Gather every line in the records that contains the word "strap" and copy each one out.

Excerpts from a dataset on pointing at objects
..............................

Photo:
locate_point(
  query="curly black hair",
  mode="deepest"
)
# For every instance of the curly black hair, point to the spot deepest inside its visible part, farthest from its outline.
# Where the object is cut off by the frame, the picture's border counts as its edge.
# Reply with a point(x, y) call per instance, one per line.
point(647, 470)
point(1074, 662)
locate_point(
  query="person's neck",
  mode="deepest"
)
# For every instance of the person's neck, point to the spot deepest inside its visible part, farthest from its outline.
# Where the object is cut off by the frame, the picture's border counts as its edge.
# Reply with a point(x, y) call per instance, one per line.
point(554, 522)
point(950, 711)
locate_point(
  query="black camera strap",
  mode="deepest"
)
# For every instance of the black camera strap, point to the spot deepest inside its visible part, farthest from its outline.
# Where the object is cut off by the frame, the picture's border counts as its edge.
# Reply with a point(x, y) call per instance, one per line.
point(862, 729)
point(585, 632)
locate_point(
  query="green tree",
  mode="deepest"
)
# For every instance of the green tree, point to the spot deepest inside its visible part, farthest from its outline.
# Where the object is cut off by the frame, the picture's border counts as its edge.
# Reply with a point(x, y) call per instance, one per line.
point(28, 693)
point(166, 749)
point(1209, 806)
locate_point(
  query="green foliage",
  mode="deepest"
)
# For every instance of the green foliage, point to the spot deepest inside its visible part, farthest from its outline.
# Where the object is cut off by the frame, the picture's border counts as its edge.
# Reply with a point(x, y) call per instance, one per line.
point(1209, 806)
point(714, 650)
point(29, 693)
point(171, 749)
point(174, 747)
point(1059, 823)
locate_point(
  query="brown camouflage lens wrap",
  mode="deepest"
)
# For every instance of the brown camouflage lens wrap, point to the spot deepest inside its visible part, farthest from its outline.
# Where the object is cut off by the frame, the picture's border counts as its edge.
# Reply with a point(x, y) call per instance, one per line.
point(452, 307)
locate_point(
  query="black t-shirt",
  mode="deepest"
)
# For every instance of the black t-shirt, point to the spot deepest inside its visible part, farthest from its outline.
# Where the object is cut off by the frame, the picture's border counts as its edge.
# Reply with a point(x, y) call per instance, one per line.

..............................

TASK SOLUTION
  query="black camera strap",
# For every instance of the black camera strap, point to the spot deepest inside its visible part, farthest from its outline.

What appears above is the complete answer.